### Material to process ###

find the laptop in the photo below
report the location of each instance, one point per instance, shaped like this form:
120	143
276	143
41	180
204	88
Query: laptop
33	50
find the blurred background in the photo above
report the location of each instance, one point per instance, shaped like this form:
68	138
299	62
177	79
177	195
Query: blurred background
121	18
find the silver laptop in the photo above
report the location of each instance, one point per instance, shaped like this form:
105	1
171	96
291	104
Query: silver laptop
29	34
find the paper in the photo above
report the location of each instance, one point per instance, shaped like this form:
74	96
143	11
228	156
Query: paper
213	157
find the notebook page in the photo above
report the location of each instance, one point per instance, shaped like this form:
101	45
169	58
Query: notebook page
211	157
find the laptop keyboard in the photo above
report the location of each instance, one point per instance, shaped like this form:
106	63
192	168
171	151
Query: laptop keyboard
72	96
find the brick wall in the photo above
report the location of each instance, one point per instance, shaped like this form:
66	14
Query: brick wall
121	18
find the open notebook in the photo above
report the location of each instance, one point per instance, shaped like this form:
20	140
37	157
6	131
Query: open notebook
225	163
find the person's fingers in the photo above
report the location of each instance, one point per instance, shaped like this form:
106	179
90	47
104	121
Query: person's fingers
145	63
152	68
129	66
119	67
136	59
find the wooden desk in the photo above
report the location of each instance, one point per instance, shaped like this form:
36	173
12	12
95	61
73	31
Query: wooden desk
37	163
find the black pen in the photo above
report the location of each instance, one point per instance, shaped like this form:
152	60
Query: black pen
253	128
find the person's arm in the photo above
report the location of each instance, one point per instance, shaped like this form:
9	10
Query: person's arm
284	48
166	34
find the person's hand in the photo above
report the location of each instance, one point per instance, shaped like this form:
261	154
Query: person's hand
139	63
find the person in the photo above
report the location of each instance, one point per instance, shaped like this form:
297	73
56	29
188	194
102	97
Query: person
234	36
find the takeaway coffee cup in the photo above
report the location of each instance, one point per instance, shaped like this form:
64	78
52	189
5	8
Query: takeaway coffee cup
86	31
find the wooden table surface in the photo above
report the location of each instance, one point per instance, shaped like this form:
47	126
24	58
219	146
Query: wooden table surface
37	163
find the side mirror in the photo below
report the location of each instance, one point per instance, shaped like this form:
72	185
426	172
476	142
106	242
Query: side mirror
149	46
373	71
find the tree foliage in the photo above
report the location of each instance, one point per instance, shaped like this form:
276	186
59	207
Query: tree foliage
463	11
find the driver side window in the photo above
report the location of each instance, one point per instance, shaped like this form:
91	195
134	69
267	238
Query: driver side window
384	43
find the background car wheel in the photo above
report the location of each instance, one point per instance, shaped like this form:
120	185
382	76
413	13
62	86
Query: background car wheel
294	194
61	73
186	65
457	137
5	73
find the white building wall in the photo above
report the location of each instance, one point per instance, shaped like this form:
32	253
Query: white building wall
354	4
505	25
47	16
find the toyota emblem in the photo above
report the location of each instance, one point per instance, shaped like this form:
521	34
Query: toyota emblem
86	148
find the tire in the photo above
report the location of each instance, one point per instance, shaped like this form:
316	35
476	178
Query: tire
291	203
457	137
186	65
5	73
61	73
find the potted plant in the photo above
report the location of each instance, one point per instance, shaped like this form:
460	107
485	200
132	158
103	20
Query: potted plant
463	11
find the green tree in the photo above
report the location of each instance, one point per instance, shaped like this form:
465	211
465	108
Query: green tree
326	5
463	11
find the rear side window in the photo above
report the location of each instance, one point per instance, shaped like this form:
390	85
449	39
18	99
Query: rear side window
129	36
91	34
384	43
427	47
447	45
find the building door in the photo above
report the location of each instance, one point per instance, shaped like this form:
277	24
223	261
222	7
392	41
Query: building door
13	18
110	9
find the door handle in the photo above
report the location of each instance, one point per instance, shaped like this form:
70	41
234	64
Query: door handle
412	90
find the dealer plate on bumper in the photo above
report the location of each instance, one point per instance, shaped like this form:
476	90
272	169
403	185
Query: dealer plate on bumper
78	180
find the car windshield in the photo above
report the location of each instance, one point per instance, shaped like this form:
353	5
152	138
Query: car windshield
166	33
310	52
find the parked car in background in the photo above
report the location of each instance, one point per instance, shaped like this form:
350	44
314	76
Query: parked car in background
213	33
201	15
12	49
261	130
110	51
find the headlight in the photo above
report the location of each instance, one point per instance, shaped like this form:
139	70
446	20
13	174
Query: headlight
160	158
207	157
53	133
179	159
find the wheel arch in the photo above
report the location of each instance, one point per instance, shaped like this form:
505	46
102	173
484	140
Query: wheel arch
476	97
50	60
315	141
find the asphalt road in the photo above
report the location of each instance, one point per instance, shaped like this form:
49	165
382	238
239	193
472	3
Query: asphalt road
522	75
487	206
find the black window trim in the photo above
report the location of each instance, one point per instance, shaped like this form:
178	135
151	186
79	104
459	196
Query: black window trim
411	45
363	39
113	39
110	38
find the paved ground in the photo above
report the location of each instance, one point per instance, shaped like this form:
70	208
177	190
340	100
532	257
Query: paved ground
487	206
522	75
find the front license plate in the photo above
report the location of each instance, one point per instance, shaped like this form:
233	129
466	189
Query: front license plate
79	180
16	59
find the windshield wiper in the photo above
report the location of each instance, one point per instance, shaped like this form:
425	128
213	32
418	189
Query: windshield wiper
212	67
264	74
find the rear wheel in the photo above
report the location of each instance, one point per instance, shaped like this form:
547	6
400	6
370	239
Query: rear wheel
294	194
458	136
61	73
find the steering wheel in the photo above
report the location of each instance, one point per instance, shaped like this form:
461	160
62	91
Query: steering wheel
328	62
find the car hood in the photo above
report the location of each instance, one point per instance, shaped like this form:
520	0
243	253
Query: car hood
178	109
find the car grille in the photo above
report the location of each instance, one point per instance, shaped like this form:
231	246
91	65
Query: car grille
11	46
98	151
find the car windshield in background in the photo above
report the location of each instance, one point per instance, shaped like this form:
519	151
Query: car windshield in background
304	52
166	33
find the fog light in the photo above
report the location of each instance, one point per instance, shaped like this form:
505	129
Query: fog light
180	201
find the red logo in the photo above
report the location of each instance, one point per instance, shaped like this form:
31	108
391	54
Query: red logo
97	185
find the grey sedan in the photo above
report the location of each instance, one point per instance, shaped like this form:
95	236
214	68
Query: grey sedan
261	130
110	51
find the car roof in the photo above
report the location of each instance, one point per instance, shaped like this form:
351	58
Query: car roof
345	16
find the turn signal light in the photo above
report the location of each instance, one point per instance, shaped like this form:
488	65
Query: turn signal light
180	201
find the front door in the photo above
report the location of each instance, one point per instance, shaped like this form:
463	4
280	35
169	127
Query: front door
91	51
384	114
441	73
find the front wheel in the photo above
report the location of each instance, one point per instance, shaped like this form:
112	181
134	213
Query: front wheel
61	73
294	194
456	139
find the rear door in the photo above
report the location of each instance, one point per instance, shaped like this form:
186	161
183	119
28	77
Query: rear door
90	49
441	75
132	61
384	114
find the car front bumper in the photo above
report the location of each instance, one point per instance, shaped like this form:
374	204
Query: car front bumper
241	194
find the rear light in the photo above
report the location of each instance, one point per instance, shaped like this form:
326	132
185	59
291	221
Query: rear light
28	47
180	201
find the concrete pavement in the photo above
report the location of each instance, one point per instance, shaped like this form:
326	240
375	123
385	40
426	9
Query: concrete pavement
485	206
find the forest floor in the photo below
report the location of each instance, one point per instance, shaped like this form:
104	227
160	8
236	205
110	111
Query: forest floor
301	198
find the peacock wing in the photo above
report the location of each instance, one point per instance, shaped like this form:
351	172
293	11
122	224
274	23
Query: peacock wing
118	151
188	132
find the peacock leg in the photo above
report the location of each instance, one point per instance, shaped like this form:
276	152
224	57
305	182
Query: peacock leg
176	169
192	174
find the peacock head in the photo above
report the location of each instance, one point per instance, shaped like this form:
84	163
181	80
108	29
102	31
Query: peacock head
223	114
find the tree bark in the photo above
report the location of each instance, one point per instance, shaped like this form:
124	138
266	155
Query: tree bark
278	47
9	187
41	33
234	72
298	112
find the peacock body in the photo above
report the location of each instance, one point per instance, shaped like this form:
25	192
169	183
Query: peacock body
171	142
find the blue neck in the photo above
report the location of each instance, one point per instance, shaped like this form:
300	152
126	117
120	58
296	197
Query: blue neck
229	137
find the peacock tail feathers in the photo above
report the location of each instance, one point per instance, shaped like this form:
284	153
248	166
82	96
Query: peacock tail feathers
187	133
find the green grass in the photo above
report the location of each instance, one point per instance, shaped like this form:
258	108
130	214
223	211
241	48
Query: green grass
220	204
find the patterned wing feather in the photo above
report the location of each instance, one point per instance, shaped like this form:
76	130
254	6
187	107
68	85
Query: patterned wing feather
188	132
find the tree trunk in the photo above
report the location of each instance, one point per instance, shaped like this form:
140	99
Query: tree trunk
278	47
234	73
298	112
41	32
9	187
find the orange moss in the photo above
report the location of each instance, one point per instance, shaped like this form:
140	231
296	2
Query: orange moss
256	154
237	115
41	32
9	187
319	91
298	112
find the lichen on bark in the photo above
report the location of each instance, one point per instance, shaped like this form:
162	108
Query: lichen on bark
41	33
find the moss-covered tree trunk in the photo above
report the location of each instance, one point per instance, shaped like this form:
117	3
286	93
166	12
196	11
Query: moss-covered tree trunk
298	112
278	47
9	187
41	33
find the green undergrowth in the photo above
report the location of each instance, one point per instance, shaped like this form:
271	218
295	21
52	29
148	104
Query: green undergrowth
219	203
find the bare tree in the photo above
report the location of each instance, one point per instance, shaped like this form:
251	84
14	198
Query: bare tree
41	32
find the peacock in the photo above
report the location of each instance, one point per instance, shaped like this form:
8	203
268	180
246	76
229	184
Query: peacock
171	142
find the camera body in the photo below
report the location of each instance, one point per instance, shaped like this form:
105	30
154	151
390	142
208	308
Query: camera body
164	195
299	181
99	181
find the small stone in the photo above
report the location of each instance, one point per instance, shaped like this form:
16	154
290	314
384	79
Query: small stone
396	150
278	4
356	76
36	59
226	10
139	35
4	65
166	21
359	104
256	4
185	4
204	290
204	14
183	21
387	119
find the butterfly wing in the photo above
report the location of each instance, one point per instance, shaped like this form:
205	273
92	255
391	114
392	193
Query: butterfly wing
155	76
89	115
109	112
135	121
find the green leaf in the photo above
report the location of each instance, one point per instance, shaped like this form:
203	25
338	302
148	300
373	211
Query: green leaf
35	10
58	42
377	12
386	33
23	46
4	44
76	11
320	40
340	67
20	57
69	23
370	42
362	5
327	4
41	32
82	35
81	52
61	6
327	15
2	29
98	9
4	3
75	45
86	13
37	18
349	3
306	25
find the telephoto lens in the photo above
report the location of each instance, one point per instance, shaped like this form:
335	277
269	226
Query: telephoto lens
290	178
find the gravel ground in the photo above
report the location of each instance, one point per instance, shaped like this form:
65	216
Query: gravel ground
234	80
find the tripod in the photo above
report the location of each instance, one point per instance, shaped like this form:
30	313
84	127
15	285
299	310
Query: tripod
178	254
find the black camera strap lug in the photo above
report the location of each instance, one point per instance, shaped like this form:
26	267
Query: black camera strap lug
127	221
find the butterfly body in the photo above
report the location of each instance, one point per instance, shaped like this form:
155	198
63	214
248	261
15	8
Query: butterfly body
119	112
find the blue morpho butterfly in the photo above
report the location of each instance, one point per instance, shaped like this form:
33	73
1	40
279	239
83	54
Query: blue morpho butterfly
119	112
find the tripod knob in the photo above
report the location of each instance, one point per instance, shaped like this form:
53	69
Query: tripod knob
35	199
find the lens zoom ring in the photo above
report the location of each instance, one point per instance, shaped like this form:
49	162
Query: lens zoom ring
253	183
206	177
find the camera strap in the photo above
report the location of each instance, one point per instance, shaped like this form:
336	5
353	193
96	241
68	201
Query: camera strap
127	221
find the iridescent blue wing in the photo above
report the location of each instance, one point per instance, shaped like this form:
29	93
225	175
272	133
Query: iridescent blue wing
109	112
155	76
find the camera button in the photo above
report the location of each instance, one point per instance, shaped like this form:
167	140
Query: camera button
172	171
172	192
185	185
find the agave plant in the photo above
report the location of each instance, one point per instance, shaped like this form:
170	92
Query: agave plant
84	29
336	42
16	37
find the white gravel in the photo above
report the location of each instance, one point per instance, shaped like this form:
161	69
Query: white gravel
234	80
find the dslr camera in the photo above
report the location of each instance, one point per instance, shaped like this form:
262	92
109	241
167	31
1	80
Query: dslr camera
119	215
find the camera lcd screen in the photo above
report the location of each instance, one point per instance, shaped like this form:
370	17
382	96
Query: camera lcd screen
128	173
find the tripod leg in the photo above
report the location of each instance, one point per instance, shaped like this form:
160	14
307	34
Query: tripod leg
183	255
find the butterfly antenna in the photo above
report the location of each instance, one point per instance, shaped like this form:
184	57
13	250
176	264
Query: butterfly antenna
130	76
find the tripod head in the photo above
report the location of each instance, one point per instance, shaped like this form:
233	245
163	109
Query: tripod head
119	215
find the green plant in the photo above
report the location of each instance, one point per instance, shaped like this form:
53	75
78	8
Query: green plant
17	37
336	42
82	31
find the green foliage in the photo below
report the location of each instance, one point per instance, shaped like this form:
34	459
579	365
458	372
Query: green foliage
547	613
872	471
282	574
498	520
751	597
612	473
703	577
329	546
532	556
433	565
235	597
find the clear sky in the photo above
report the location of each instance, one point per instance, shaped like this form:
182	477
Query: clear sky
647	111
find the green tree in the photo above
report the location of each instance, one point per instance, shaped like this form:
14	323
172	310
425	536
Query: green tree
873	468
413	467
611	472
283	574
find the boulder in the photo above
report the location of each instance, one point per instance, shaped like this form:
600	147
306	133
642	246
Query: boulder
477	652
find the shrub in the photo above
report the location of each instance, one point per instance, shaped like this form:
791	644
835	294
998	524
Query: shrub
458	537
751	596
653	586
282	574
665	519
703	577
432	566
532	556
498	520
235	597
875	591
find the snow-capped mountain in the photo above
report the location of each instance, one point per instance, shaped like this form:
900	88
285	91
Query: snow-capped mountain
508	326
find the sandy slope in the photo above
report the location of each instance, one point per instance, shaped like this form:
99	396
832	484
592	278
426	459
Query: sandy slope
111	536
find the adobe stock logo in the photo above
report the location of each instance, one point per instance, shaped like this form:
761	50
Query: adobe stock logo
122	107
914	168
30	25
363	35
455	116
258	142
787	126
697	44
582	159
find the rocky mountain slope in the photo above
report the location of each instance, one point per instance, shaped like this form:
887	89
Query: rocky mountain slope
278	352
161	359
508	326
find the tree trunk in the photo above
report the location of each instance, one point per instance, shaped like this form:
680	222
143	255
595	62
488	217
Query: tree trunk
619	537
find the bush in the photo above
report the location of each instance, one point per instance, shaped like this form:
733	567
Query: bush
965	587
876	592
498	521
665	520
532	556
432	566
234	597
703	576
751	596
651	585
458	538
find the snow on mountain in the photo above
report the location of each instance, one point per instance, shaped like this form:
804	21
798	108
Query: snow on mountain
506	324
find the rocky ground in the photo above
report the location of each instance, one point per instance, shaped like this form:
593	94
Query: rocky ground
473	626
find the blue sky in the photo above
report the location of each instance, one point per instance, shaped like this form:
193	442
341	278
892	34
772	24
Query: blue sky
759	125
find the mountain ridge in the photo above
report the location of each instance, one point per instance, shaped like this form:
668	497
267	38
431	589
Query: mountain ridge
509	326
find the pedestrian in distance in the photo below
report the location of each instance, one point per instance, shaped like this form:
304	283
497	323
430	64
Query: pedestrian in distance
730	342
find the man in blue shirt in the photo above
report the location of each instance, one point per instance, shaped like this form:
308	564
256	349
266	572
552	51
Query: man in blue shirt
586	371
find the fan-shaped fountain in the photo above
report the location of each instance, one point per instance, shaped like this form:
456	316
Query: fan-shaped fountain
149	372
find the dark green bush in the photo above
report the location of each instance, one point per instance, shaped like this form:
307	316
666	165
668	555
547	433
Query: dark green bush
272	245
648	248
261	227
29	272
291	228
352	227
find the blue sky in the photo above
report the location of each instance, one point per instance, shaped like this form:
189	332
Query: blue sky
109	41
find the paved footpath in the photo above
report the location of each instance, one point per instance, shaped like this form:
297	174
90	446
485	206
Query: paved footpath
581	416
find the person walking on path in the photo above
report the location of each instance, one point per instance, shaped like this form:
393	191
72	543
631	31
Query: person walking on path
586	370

###

Would you retype exactly the lines above, from the line with "find the rear side window in the photo above" to the line with "find the parked", with both end lines kept and nothing more?

● **Task response**
find the rear side window in the photo above
report the location of each instance, one point per instance, shaped like this form:
390	85
449	39
18	99
Query: rear side window
129	36
91	34
384	43
427	47
447	45
find the building door in the photo above
report the location of each instance, one point per instance, shaped like this form:
277	24
223	261
222	7
392	41
Query: building door
13	18
110	9
find the door handle in the photo above
report the location of each instance, one point per instance, shaped like this form:
70	41
234	64
Query: door handle
412	90
find the dealer plate on bumper in the photo above
report the location of each instance, one point per instance, shaped like this form:
476	90
272	169
403	185
Query: dealer plate on bumper
78	180
find the car windshield in the photo above
report the location of each instance, one point per instance, shaped like this form:
353	5
152	138
Query: car windshield
166	33
310	52
find the parked car in background in the photo above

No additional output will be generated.